A proposed 9/11 bill in the US Congress will allow victims of 9/11 to sue the Saudis, but has also put the relationship between the two countries in jeopardy. Though the bill might sound good to the American public, it is actually throwing more fuel on the fire that is the Middle East.

The US, under the Obama administration, has substantially increased its efforts to illegally assassinate high value targets throughout the world, notably in Yemen, Somalia, Pakistan, Iraq, Syria and Afghanistan. Assassination outside of an immediate theatre of war, especially when civilians are killed as “collateral damage”, is illegal. If the US authorises 9/11 victims to sue other governments for their role in terrorism, then the US will be vulnerable to similar legal actions. While the US is the current global hegemon, no one is really going to use its own laws as precedent against it, but imagine if a country dared to do so? The case can be made.

It is no wonder then that the Obama administration clamouring to amend the bill. The bill will diminish the gains the current administration thinks it has made with regards to ISIS and Syria, in complicity with Saudi Arabia. If the US lets the bill pass, it has to be really confident of Iran’s support, because without Saudi Arabia, the US has another hostile state in the Middle East and it loses a partner in Syria.

The bravado of the Congress is reminiscent of the time that members were lobbying against the Iran Deal. Most of these were Republicans, with some backing from Democrats. This current bill has the same political makeup — the representatives are swinging to the right over all in their views on foreign policy, and this witch-hunt is a symptom of this.

As of Saudi Arabia, the country is not totally innocent in its role in global terrorism since 2001, though the issue is not one that has been allowed open debate, considering it is the guardian of holy sites (and a very rich country). Remember some of the attackers involved in 9/11 belonged to Saudi Arabia, Egypt, Jordan etc. While most Arab states have felt the burn after 9/11, whether through terrorism, revolutions, or war, Saudi Arabia has gotten off easy until now. With falling oil prices, and US reliance of Arab oil diminishing, the Saudi threat to dump US treasuries is an idle threat. This kind of retaliation would hurt the Saudis as much as it would the US considering the relative size of the economies. While US policy is grossly misplaced, the Saudis also need to finally get off their high horse and make a real commitment to ending terrorism if they are to avoid such international embarrassments.

--- Excerpted data ---
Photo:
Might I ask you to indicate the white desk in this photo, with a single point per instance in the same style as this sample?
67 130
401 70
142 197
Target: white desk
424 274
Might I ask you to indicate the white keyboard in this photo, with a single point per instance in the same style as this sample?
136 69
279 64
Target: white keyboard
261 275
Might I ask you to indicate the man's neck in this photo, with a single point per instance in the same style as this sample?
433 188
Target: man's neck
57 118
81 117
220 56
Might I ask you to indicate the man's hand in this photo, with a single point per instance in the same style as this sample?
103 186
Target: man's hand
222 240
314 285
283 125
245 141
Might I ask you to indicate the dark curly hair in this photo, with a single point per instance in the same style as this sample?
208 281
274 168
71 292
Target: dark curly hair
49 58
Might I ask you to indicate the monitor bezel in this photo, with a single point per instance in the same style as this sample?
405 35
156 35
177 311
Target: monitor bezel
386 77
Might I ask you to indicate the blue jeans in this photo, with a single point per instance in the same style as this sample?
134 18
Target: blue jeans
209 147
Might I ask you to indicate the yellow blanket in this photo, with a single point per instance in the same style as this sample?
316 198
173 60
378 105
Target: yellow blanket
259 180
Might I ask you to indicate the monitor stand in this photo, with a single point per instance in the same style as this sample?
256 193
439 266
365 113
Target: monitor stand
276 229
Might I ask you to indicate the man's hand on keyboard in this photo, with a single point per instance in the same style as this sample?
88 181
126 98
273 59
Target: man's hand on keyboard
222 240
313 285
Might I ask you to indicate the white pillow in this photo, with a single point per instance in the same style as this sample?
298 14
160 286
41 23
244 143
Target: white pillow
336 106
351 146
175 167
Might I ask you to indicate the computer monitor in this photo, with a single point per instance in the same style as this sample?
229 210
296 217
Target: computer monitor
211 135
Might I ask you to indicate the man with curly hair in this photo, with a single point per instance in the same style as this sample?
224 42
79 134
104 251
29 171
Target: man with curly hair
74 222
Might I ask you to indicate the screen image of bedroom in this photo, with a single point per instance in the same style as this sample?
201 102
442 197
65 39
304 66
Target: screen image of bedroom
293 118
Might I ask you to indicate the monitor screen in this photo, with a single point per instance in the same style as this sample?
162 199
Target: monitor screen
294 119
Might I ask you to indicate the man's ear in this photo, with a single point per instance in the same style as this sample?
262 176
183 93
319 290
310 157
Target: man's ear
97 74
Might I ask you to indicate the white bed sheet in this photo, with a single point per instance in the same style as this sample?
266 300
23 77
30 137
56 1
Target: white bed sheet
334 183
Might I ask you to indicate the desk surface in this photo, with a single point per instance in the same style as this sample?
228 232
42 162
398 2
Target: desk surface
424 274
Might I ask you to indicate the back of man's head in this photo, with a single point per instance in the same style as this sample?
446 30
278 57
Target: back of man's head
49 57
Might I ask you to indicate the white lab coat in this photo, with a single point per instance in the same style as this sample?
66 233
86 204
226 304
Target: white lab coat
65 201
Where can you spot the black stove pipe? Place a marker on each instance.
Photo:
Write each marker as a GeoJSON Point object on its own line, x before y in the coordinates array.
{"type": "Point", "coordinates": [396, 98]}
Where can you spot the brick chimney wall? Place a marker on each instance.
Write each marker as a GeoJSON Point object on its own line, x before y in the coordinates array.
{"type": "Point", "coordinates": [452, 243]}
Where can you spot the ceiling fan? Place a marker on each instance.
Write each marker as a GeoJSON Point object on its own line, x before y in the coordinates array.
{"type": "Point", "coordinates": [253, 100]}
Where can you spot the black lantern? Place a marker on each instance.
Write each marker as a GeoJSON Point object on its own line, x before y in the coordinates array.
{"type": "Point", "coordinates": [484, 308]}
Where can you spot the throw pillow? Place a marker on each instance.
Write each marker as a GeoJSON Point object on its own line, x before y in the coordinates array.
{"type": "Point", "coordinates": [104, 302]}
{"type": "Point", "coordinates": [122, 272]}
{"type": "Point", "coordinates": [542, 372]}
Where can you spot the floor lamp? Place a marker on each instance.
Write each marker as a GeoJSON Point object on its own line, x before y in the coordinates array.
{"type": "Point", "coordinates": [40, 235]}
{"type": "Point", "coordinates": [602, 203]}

--- Required actions ---
#1 Answer these questions from the commentary on the 9/11 bill:
(a) Which party made up most of the members who lobbied against the Iran Deal?
(b) Which countries does it name as countries that some of the 9/11 attackers belonged to?
(c) What Saudi threat does it call an idle threat?
#2 Extract everything in the commentary on the 9/11 bill from "The bravado of" down to "symptom of this.", word for word.
The rows have nothing to do with the commentary on the 9/11 bill.

--- Exercise results ---
#1
(a) Republicans.
(b) Saudi Arabia, Egypt and Jordan.
(c) The threat to dump US treasuries.

#2
The bravado of the Congress is reminiscent of the time that members were lobbying against the Iran Deal. Most of these were Republicans, with some backing from Democrats. This current bill has the same political makeup — the representatives are swinging to the right over all in their views on foreign policy, and this witch-hunt is a symptom of this.